▸ **Try it**
Please write out the whole listing that follows exactly; the pictures stay out.

▸ **Material supplied**
════

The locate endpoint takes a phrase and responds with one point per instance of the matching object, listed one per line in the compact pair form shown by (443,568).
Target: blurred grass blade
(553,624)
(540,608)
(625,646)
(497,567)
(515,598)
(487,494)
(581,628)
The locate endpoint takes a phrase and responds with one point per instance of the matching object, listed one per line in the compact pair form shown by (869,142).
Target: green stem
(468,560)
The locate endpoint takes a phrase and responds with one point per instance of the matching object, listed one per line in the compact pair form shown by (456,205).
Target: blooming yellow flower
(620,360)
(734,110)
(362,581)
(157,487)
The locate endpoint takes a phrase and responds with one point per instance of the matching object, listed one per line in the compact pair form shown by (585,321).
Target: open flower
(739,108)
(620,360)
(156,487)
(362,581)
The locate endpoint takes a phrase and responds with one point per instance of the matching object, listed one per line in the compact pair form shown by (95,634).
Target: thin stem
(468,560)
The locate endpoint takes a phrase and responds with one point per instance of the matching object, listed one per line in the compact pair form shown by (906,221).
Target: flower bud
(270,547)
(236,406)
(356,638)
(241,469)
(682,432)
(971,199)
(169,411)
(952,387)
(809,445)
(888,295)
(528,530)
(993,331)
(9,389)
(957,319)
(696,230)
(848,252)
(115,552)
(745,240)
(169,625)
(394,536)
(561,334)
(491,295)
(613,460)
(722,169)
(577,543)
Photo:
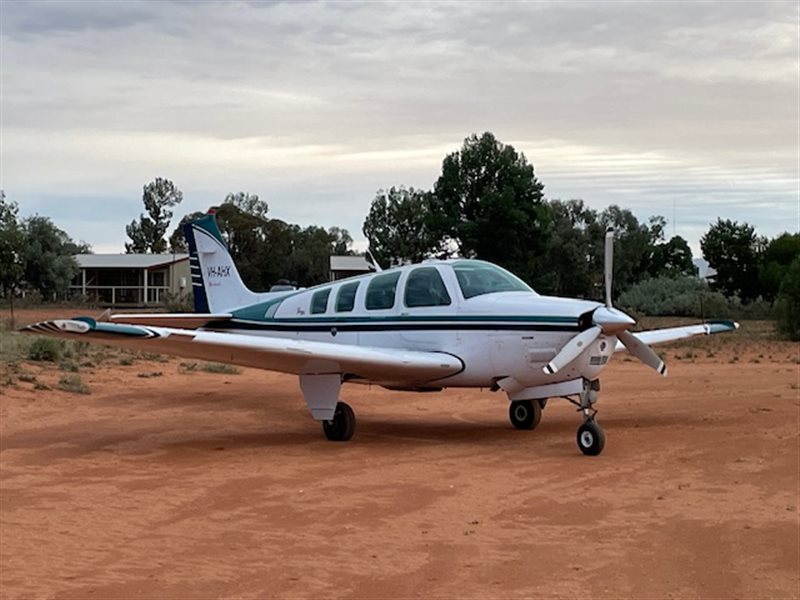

════

▸ **Task result**
The locate endpoint takes a phrase and responds with one point per instance of the matching object, listed one per line in the compact pair form shown by (443,568).
Target: blurred grass blade
(553,624)
(540,608)
(625,646)
(497,567)
(515,598)
(487,494)
(581,628)
The locate endpoint takes a phrase and responds with one point per instance of the matching object, listed one per line in the compact pair form shown by (869,142).
Target: green stem
(468,560)
The locate endpoint takes a phrase and responds with one point per instance of the matching object, listed one per line in the compact pair form shown by (456,205).
Target: blooming yellow flower
(620,360)
(734,110)
(362,581)
(157,487)
The locate endpoint takes a phrase and responds with one point per instance of the matching object, listed one per line in the compact pair form shown by (585,321).
Target: open flower
(739,108)
(620,360)
(156,487)
(362,581)
The locate endpoint takes a phrase and responds with one point per instance of the matching object, listed one per line in the compact pair form shown by (95,634).
Target: thin stem
(468,560)
The locate endpoint takes a phrase and responds with one point per instance of the matching object, listed one per line in the compact pair form shown by (906,221).
Target: flower bud
(270,547)
(236,406)
(356,638)
(241,469)
(682,432)
(971,199)
(169,411)
(952,387)
(809,445)
(888,295)
(528,530)
(993,331)
(9,389)
(957,319)
(696,230)
(848,252)
(115,552)
(745,240)
(169,625)
(394,536)
(561,334)
(491,295)
(613,460)
(722,169)
(577,543)
Photo:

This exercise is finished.